• _Dataset entries_:
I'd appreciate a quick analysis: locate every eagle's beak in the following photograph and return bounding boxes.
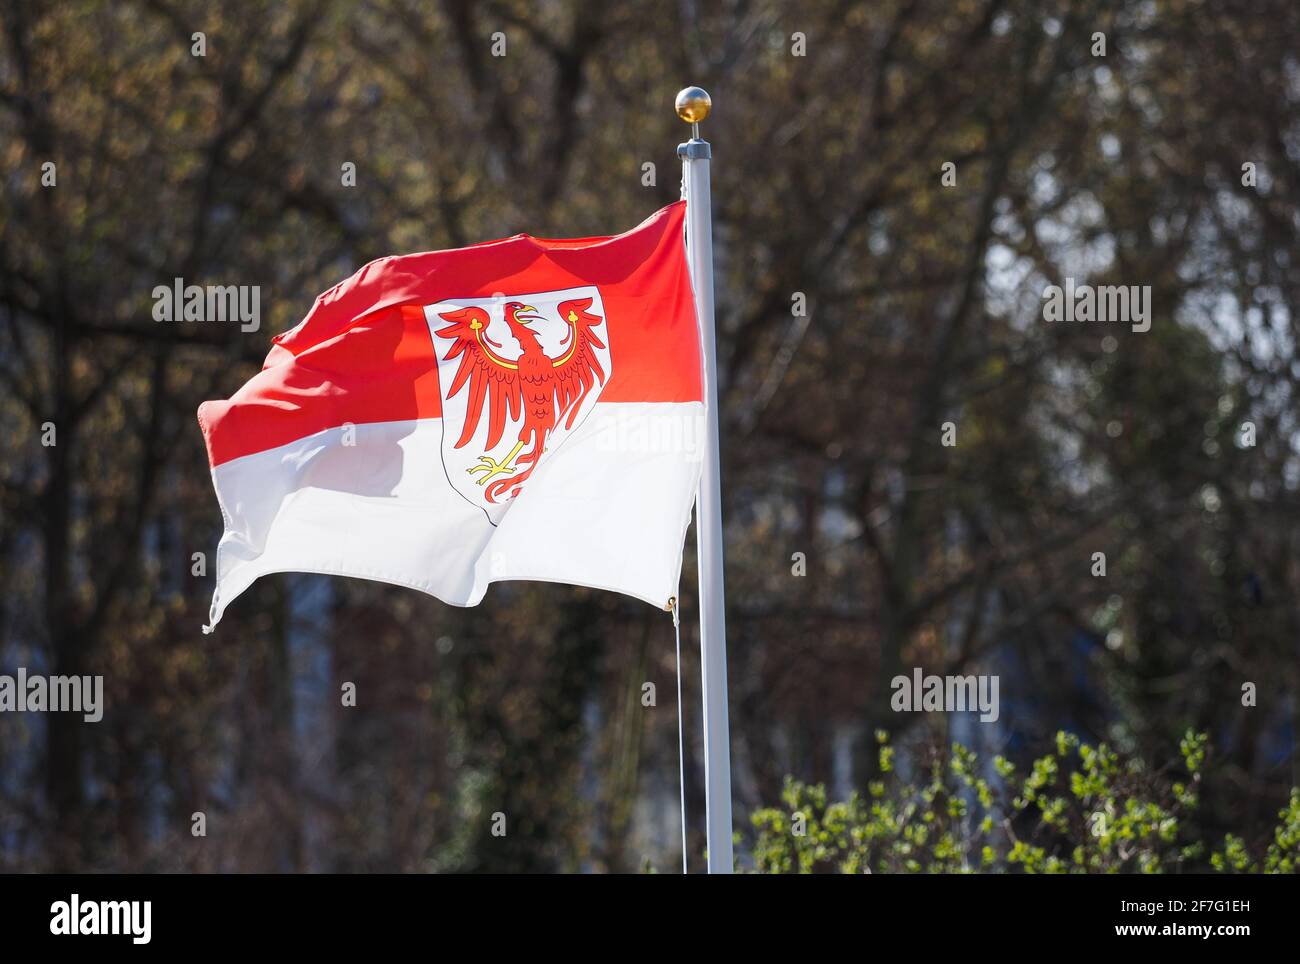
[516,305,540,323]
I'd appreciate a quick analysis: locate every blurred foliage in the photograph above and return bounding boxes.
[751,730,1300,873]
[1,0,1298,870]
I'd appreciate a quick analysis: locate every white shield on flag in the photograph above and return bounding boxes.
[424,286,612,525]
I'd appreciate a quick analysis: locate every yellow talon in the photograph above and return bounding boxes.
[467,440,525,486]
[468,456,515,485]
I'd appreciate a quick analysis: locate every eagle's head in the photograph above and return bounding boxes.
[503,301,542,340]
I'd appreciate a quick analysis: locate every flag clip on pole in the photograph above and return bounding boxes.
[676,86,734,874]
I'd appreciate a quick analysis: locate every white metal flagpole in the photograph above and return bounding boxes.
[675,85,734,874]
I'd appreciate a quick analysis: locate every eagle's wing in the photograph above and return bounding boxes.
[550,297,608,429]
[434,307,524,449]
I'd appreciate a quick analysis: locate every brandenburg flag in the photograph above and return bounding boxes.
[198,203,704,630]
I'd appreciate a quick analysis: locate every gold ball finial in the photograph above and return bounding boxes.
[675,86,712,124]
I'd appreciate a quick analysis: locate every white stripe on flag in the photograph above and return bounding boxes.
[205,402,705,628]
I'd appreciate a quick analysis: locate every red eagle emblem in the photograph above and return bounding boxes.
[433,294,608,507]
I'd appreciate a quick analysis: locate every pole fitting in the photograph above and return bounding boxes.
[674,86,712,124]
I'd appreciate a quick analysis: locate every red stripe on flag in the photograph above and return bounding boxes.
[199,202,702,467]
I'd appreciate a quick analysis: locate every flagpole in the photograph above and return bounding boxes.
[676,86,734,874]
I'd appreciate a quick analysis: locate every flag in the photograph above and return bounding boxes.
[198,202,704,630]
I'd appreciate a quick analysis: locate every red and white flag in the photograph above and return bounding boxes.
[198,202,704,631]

• _EXERCISE DETAILS_:
Without carrying over any picture, write out the entries above once more, exactly.

• _ANSWER FOR THE TASK_:
I'd appreciate a quick analysis: locate every eagle's beak in the following photograph and return bounding boxes.
[516,305,540,323]
I'd appreciate a quick analysis: locate every blurred foliage in the photograph above and return bounding boxes.
[751,730,1300,873]
[1,0,1298,870]
I'd appreciate a quick analysis: locate every white shield on flag in the photograph above and return bounding boxes.
[424,286,612,525]
I'd appreciate a quick analysis: locate every yellow talon in the photograph above and return bounding boxes.
[467,440,525,486]
[468,456,515,485]
I'd appreciate a quick analysis: locate every eagle's head in the photograph above and return bounding boxes.
[503,301,542,340]
I'd appreciate a quick analysis: locate every flag clip on pole in the photograph above and return bounding boxes.
[676,86,734,874]
I'd appreciate a quick analysis: locate every white metal flagpole in the photograph above and return bounding boxes.
[675,85,734,874]
I'd appreciate a quick analysis: locate every eagle's wing in the photograph above and return bounding boxes.
[550,297,608,429]
[434,307,524,449]
I'd appreciate a quick analysis: locate every brandenburg flag in the photograph above and return bounding boxes.
[198,203,704,630]
I'd appreciate a quick analysis: locate every gold ball finial in the photograph above and return bounding boxes.
[675,86,712,124]
I'd appreciate a quick analysis: locate every white stripe on flag in the photograph above and return bounding boxes.
[205,402,705,628]
I'd appreciate a quick analysis: locate every red eagle emblem in the photograph above and return bounding boxes.
[433,294,608,507]
I'd appreciate a quick analysis: locate every pole fitting in the photograph above and return bounding boxes.
[674,86,712,124]
I'd appreciate a quick analysis: locate every red stripe on flag in the photograph above and return bounding boxes.
[199,202,702,467]
I'd appreciate a quick analysis: locate every flagpole in the photograph above and return bounding boxes.
[676,86,734,874]
I'd appreciate a quick analysis: locate every flag in the photograph above and return bounding boxes.
[198,202,704,630]
I'd appreciate a quick analysis: locate every red and white flag in the photograph above and return bounding boxes.
[198,202,704,631]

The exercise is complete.